# DIRECTIONS
- 1) Which research interests listed in the Morgen Chalmiers profile contain the word "Health"?
- 2) Copy from the Morgen Chalmiers profile the stretch from "Morgen's research interests" through "Critical Gender Studies.".
- 3) Answer these questions using the Morgen Chalmiers profile.
(a) What program is she enrolled in as a medical student?
(b) Which condition is a particular focus of her current project?
(c) Into which two areas does she want to integrate anthropological insights?

(EXERCISE PASSAGE Opens)

• Morgen Chalmiers

    Morgen Chalmiers

    morgen.chalmiers@gmail.com

    Morgen Chalmiers is a graduate student in Psychological and Medical Anthropology as well as a medical student in the Medical Scientist Training Program at the UC San Diego School of Medicine. Her research broadly examines women’s experiences of reproductive healthcare using the tools and theoretical lens of psychological anthropology. She works with a collaborative team across the UC campuses to conduct community-engaged, multi-sited research on resettled refugee women’s experiences of reproductive healthcare. Her current project employs critical feminist theory and phenomenological analysis to investigate disparities in maternal mental health among immigrant and refugee communities in the U.S.-Mexico borderlands, with a particular focus on postpartum PTSD. She is passionate about integrating anthropological insights into clinical practice and health policy through interdisciplinary collaboration.

    Morgen's research interests include Maternal/Perinatal Mental Health, PTSD, Global Mental Health, Childbirth, Reproductive Health, Trauma, Qualitative/Mixed Methods Research, Embodiment, Refugee Health, and Critical Gender Studies.

(EXERCISE PASSAGE Closes)
(SUPPLIED DATA Opens)

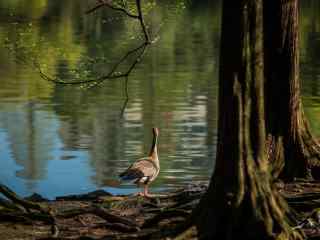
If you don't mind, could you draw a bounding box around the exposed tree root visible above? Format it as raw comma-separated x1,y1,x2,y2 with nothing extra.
0,181,320,240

(SUPPLIED DATA Closes)

# SOLVED TASKS
- 1) Maternal/Perinatal Mental Health, Global Mental Health, Reproductive Health, Refugee Health

- 2)
Morgen's research interests include Maternal/Perinatal Mental Health, PTSD, Global Mental Health, Childbirth, Reproductive Health, Trauma, Qualitative/Mixed Methods Research, Embodiment, Refugee Health, and Critical Gender Studies.

- 3)
(a) The Medical Scientist Training Program at the UC San Diego School of Medicine.
(b) Postpartum PTSD.
(c) Clinical practice and health policy.